[Records for this task]
================================
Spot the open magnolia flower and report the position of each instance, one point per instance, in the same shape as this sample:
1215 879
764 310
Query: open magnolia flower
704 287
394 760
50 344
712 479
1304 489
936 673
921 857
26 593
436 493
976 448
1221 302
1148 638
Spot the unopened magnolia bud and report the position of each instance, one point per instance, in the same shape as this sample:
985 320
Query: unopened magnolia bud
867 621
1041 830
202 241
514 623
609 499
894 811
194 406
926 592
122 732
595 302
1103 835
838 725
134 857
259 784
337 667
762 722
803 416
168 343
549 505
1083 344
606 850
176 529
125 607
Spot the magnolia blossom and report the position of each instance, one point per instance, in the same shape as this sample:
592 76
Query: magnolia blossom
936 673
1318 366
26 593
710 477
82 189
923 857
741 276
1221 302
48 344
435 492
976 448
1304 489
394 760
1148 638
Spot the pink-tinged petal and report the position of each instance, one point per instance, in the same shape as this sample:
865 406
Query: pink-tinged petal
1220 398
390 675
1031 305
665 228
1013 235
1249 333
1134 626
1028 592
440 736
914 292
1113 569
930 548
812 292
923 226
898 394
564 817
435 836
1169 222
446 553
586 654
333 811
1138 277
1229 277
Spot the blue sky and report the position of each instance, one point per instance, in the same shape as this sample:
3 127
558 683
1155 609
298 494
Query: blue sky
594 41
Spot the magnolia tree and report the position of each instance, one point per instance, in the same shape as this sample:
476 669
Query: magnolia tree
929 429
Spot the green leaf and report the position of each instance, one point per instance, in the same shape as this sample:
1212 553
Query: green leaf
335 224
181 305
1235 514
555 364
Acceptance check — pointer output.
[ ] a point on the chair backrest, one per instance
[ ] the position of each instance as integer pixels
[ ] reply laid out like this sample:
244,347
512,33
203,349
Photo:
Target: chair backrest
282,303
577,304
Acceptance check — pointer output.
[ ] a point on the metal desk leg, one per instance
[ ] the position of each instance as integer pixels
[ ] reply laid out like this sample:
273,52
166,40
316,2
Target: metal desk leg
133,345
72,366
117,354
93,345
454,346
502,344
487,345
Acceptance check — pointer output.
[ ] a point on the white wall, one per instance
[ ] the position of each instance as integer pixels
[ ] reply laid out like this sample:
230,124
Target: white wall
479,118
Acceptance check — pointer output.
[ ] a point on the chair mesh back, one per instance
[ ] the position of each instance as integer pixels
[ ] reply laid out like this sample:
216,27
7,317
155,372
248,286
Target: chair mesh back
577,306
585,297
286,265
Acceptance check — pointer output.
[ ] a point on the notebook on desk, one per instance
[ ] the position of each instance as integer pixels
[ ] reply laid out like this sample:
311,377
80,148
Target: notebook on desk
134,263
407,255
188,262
================================
[Requirement]
Reproduce the records above exactly, starting with the line that contains "Spot the green" and ending with the last line.

[Output for this exercise]
Spot the green leaf and report the position of each instance, one point per instance, in the same shape as this sample:
1212 553
Query: green leaf
335 224
181 305
1235 514
555 364
Acceptance check — pointer output.
[ ] a point on the chair backrest, one per instance
[ ] the position of each instance as integer pixels
[ ] reply laid out like this sample:
244,347
512,33
203,349
Photo:
Target: chair backrest
282,303
577,304
Acceptance check — pointer output.
[ ] a point on the metal desk leg, one per instance
[ ] the position of each instance as integer pixels
[ ] reply laid out like this sample:
273,52
166,40
316,2
Target: metal desk leg
133,345
72,366
117,354
93,345
454,346
502,344
487,345
Acceptance check — pointer output.
[ ] a point on the white wall, one per instance
[ ] the position of each instance as integer pixels
[ ] reply laid out like this sample:
230,124
Target: white wall
479,118
Acceptance check — pointer output.
[ ] a point on the chair mesh back, one per instance
[ ] the position of each instance as integer pixels
[ ] reply laid out like this sample:
216,27
7,317
155,372
248,286
Target: chair mesh back
577,306
585,297
286,265
Acceptance check — pointer output.
[ ] a point on the notebook on desk, one per instance
[ ] the position of each instance as integer pixels
[ ] reply laid out like this sample:
311,377
80,148
Target: notebook on desk
134,263
407,255
188,262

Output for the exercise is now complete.